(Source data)
Start of Block

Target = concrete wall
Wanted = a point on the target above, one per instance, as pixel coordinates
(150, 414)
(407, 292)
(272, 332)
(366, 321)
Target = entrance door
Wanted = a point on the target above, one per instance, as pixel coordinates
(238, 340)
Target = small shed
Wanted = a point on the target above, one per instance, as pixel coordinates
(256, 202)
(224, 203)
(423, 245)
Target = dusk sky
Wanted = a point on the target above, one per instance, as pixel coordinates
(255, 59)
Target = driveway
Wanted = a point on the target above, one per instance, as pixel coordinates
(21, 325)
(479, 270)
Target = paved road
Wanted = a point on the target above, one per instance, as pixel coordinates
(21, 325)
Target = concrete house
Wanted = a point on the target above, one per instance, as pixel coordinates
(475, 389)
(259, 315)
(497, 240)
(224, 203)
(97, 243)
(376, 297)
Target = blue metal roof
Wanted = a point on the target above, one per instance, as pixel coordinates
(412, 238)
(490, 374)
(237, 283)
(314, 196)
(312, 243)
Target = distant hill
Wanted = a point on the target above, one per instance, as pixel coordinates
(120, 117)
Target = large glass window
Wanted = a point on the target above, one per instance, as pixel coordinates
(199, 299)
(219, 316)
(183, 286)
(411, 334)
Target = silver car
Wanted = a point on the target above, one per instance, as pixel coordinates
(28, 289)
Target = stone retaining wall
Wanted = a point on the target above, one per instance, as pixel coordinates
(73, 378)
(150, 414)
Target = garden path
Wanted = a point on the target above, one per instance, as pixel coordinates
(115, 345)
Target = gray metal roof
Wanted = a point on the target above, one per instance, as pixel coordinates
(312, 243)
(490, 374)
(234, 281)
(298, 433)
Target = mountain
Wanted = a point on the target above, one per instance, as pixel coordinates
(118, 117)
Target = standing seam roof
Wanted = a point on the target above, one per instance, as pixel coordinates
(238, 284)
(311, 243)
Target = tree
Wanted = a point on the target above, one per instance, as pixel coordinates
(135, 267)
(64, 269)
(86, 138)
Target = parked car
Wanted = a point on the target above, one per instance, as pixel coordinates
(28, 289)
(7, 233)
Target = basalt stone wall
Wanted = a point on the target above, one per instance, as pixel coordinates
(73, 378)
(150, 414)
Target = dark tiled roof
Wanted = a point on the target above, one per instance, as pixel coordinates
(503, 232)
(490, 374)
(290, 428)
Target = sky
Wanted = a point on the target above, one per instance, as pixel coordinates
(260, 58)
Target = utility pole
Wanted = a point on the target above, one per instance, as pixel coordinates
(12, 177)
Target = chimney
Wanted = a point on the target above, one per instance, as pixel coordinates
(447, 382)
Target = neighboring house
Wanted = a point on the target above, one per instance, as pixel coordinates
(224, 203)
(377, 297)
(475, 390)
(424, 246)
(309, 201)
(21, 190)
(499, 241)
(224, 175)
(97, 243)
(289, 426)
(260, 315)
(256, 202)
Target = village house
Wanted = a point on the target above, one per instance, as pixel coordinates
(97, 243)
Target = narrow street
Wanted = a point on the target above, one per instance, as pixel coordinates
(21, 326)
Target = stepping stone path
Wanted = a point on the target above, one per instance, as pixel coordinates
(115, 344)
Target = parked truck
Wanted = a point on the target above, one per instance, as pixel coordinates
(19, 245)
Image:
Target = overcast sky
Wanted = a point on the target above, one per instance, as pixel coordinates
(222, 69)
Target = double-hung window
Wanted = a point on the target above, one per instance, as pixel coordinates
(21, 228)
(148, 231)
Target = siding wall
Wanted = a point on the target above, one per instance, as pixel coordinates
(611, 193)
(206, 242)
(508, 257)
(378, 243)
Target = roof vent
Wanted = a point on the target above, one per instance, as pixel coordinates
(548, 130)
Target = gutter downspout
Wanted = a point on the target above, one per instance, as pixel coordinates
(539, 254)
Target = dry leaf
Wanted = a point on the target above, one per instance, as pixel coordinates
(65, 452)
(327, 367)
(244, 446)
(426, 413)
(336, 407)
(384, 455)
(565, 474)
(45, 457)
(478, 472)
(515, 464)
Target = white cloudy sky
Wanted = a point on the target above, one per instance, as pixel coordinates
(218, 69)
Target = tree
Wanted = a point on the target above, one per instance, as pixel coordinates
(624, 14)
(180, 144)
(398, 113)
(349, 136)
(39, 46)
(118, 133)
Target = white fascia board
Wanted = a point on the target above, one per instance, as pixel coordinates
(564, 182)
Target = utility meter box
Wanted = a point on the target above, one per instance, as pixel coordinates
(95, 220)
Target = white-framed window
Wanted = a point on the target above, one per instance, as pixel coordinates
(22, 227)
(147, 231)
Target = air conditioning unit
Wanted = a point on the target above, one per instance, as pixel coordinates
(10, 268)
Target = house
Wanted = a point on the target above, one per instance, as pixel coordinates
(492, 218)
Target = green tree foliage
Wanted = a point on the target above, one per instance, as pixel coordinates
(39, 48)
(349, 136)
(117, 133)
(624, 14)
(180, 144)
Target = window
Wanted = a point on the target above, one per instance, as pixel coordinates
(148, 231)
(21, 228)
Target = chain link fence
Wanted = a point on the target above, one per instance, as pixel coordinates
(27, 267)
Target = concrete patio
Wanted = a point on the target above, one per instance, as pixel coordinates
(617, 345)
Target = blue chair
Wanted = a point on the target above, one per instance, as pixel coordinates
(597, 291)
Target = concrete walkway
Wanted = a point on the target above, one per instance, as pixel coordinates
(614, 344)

End of Block

> **Assignment**
In the data above, find the line that contains "Target = overcast sky" and the line that contains "Target = siding wall". Repeat exactly those lines and every line between them, and only those.

> **Output of the task**
Target = overcast sky
Wanted = a point on the target above, one per instance, as pixel coordinates
(222, 69)
Target = double-hung window
Wanted = a point on the target above, one per instance, as pixel coordinates
(21, 228)
(148, 231)
Target = siding wall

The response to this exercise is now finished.